Copy all of the material below exactly.

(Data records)
§

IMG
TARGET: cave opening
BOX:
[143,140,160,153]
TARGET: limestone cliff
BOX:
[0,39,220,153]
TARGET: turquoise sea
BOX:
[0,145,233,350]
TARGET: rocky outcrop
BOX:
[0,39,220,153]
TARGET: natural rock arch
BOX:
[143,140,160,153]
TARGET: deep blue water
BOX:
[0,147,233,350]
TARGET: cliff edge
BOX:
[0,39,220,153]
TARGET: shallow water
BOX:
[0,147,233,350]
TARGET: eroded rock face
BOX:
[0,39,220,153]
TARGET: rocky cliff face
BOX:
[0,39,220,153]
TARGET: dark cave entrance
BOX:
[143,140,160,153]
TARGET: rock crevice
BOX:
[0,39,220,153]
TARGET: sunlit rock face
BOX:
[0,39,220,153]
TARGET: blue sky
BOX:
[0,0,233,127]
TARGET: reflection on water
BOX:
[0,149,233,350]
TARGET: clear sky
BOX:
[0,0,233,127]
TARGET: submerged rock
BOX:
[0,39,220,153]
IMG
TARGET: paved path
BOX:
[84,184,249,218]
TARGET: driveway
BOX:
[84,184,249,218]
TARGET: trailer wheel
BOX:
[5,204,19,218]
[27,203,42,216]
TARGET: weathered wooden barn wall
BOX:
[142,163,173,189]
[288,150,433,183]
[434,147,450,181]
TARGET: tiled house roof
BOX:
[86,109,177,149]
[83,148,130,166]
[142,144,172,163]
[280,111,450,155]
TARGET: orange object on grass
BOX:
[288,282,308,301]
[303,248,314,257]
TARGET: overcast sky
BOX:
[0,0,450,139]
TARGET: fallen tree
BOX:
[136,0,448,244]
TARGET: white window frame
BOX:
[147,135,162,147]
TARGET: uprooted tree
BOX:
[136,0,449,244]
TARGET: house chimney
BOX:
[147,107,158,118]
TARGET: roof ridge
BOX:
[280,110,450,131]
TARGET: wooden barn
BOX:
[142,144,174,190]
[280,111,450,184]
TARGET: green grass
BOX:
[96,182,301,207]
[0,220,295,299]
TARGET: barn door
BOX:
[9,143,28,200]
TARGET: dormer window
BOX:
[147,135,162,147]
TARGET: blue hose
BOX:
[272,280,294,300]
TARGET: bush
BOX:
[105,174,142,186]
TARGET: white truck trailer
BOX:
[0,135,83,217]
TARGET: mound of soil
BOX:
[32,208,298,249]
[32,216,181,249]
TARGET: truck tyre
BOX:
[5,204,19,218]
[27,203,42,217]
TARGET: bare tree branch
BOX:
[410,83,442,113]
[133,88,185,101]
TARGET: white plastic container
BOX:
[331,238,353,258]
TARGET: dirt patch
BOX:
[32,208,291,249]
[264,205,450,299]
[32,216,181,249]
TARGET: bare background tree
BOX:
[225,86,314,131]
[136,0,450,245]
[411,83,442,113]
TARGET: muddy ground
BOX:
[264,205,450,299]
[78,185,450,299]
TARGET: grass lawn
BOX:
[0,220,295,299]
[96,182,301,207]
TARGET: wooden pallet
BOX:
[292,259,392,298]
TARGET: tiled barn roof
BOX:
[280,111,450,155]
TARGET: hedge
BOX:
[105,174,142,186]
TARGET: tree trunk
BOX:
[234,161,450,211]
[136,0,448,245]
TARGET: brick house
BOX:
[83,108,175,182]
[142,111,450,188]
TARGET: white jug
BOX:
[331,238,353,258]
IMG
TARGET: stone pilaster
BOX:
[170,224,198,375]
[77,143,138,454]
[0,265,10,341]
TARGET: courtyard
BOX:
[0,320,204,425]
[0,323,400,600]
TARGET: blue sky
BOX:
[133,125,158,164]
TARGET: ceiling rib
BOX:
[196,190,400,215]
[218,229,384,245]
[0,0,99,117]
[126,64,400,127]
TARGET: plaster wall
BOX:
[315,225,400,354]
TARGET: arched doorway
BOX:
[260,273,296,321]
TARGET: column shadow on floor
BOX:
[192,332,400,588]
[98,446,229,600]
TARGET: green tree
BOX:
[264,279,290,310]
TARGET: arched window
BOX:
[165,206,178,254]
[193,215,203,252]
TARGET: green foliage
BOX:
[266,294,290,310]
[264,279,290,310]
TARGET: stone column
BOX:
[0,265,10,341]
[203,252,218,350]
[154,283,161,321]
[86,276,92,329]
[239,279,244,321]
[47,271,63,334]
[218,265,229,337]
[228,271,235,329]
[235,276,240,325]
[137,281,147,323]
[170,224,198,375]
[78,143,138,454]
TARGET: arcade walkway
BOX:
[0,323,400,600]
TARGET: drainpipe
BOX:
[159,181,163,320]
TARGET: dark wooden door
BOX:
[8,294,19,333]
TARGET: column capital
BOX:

§

Complete output:
IMG
TARGET: cave opening
BOX:
[143,140,160,153]
TARGET: limestone cliff
BOX:
[0,39,220,153]
TARGET: turquoise sea
BOX:
[0,145,233,350]
TARGET: rocky outcrop
BOX:
[0,39,220,153]
TARGET: natural rock arch
BOX:
[143,140,160,153]
TARGET: deep blue water
BOX:
[0,147,233,350]
TARGET: cliff edge
BOX:
[0,39,220,153]
TARGET: shallow water
BOX:
[0,147,233,350]
TARGET: eroded rock face
BOX:
[0,39,220,153]
TARGET: rocky cliff face
BOX:
[0,39,220,153]
TARGET: dark cave entrance
BOX:
[143,140,160,153]
TARGET: rock crevice
BOX:
[0,39,220,153]
TARGET: sunlit rock face
BOX:
[0,39,220,153]
TARGET: blue sky
BOX:
[0,0,233,127]
TARGET: reflection on water
BOX:
[0,149,233,350]
TARGET: clear sky
BOX:
[0,0,233,127]
TARGET: submerged rock
BOX:
[0,39,220,153]
IMG
TARGET: paved path
BOX:
[84,184,249,218]
TARGET: driveway
BOX:
[84,184,249,218]
TARGET: trailer wheel
BOX:
[5,204,19,218]
[27,203,42,216]
TARGET: weathered wooden barn wall
BOX:
[142,163,173,189]
[288,150,433,183]
[434,147,450,181]
TARGET: tiled house roof
BOX:
[86,109,177,149]
[83,148,130,166]
[142,144,172,163]
[280,111,450,155]
TARGET: orange object on grass
BOX:
[288,282,308,301]
[303,248,314,257]
TARGET: overcast sky
BOX:
[0,0,450,139]
TARGET: fallen tree
BOX:
[136,0,448,244]
TARGET: white window frame
BOX:
[147,135,162,147]
TARGET: uprooted tree
BOX:
[136,0,449,244]
TARGET: house chimney
BOX:
[147,107,158,118]
TARGET: roof ridge
BOX:
[280,110,450,131]
TARGET: wooden barn
BOX:
[142,144,174,190]
[280,111,450,184]
TARGET: green grass
BOX:
[96,182,301,207]
[0,220,295,299]
TARGET: barn door
BOX:
[9,143,28,200]
TARGET: dormer window
BOX:
[147,135,162,147]
TARGET: blue hose
BOX:
[272,280,294,300]
TARGET: bush
BOX:
[105,174,142,186]
TARGET: white truck trailer
BOX:
[0,135,83,217]
TARGET: mound of soil
BOX:
[32,208,298,249]
[32,216,181,249]
TARGET: truck tyre
BOX:
[5,204,19,218]
[27,203,42,217]
TARGET: bare tree branch
BOX:
[410,83,442,113]
[133,88,185,101]
TARGET: white plastic container
BOX:
[331,238,353,258]
TARGET: dirt patch
BOX:
[32,208,291,249]
[264,205,450,299]
[32,216,181,249]
TARGET: bare background tree
BOX:
[225,86,314,131]
[136,0,450,245]
[411,83,442,113]
TARGET: muddy ground
BOX:
[264,205,450,299]
[78,185,450,299]
TARGET: grass lawn
BOX:
[0,220,295,299]
[96,182,301,207]
TARGET: wooden pallet
BOX:
[292,259,392,298]
TARGET: tiled barn roof
BOX:
[280,111,450,155]
TARGET: hedge
BOX:
[105,174,142,186]
TARGET: tree trunk
BOX:
[234,161,450,211]
[136,0,448,245]
TARGET: brick house
BOX:
[83,108,175,182]
[142,111,450,188]
TARGET: white jug
BOX:
[331,238,353,258]
IMG
TARGET: stone pilaster
BOX:
[170,224,198,375]
[77,143,138,454]
[0,265,10,341]
TARGET: courtyard
BOX:
[0,320,204,425]
[0,323,400,600]
TARGET: blue sky
BOX:
[133,125,158,164]
TARGET: ceiling rib
BOX:
[196,190,400,215]
[218,229,384,245]
[0,0,99,117]
[126,64,400,127]
TARGET: plaster wall
BOX:
[315,225,400,354]
TARGET: arched doorway
BOX:
[260,273,296,321]
TARGET: column shadow on floor
BOX:
[192,332,400,588]
[98,446,229,600]
TARGET: green tree
BOX:
[264,279,290,310]
TARGET: arched window
BOX:
[165,206,178,254]
[193,215,203,252]
TARGET: green foliage
BOX:
[266,294,290,310]
[264,279,290,310]
TARGET: stone column
BOX:
[0,265,10,341]
[203,252,218,350]
[154,283,161,321]
[86,276,92,329]
[239,279,244,321]
[47,271,63,334]
[218,265,229,337]
[228,271,235,329]
[235,276,240,325]
[137,281,147,323]
[170,224,198,375]
[78,143,138,454]
TARGET: arcade walkway
BOX:
[0,323,400,600]
TARGET: drainpipe
BOX:
[159,181,163,320]
TARGET: dark wooden door
BOX:
[8,294,19,333]
TARGET: column capital
BOX:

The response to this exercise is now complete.